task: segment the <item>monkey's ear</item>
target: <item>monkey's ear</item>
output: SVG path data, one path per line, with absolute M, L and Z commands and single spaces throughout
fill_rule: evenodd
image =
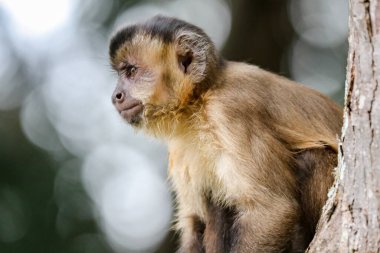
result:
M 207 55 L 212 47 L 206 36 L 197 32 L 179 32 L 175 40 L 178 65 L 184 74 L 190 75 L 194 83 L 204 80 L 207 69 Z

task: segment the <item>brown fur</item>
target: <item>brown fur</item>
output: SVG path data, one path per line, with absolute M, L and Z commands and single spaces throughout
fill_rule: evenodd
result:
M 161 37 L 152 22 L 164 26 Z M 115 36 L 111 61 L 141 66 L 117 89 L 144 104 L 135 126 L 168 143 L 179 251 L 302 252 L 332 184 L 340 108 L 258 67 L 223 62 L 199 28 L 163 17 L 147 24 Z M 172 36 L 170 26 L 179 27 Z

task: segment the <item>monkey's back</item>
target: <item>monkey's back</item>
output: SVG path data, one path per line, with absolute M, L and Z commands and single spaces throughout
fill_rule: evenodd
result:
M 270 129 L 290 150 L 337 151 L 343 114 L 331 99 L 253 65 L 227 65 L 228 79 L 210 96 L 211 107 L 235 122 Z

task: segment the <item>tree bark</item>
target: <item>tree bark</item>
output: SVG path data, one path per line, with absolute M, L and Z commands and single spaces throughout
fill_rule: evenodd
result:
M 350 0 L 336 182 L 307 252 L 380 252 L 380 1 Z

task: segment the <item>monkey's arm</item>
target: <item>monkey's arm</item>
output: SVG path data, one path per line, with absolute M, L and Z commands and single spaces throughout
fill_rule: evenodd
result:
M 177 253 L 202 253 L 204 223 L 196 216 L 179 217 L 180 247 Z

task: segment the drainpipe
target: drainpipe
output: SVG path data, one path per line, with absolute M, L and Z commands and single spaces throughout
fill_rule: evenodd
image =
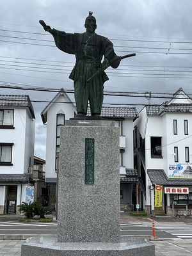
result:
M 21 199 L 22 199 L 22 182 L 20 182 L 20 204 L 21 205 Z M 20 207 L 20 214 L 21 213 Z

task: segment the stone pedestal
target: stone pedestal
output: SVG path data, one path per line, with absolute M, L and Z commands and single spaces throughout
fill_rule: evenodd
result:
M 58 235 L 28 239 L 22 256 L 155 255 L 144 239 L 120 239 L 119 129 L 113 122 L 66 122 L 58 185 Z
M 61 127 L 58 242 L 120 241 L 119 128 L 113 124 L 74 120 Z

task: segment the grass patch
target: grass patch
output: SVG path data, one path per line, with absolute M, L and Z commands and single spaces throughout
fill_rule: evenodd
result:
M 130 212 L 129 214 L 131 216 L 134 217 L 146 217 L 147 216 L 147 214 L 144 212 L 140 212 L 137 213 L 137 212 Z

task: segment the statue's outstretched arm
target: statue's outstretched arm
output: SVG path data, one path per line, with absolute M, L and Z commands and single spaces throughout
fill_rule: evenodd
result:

* * * * * * * * *

### Written request:
Copy out all the records above word for word, leaving out the pictures.

### Response to the task:
task: segment the <item>monkey's ear</item>
target: <item>monkey's ear</item>
output: SVG path data, one path per line, with absolute M, L and Z commands and single spaces throughout
fill_rule: evenodd
image =
result:
M 207 55 L 212 47 L 206 36 L 197 32 L 179 32 L 175 40 L 178 65 L 184 74 L 190 75 L 194 83 L 204 80 L 207 69 Z

task: segment the <item>brown fur</item>
target: <item>brown fur</item>
output: SVG path data, one path per line, with absolute M, L and Z commands and single spaces throughout
fill_rule: evenodd
result:
M 161 37 L 152 22 L 164 26 Z M 115 36 L 111 61 L 141 66 L 117 89 L 144 104 L 135 126 L 168 143 L 179 251 L 302 252 L 332 184 L 340 108 L 258 67 L 223 62 L 199 28 L 163 17 L 147 24 Z M 172 36 L 170 26 L 179 27 Z

task: segment the <item>monkey's back</item>
target: <item>monkey's back</item>
output: SVG path data, one path per line, with absolute M, L and Z commands and single spaces throughout
fill_rule: evenodd
result:
M 270 129 L 290 150 L 337 151 L 343 114 L 331 99 L 253 65 L 227 65 L 228 79 L 210 96 L 211 107 L 235 122 Z

task: segment the <item>tree bark</item>
target: <item>tree bark</item>
output: SVG path data, one path per line, with absolute M, L and Z commands and single spaces throughout
fill_rule: evenodd
result:
M 350 0 L 336 182 L 307 252 L 380 252 L 380 1 Z

task: segment the <item>monkey's arm</item>
target: <item>monkey's arm</item>
output: SVG path data, one path per line, with absolute M, L and Z commands and single spaces throughout
fill_rule: evenodd
result:
M 177 253 L 202 253 L 204 223 L 196 216 L 179 217 L 180 247 Z

task: segment the drainpipe
target: drainpipe
output: SVG path data, one path per line, with absolute M, L and Z commands and single spaces throughout
fill_rule: evenodd
image =
result:
M 21 199 L 22 199 L 22 182 L 20 182 L 20 204 L 21 205 Z M 20 207 L 20 214 L 21 213 Z

task: segment the stone pedestal
target: stone pedestal
output: SVG path data, one path per line, with absolute M, L and Z commands and single spaces throughout
fill_rule: evenodd
result:
M 58 235 L 28 239 L 22 256 L 155 255 L 144 239 L 120 239 L 119 129 L 113 122 L 66 122 L 58 185 Z
M 61 127 L 58 242 L 120 241 L 119 128 L 113 124 L 74 120 Z

task: segment the grass patch
target: grass patch
output: SVG path data, one path per line, with absolute M, L and Z commands and single spaces throughout
fill_rule: evenodd
result:
M 130 212 L 129 214 L 131 216 L 134 217 L 146 217 L 147 216 L 147 214 L 144 212 L 140 212 L 137 213 L 137 212 Z

task: segment the statue's outstretched arm
target: statue's outstretched arm
output: SVG path data, one path per line, with absolute M, L and Z commands and single spaces throughout
fill_rule: evenodd
result:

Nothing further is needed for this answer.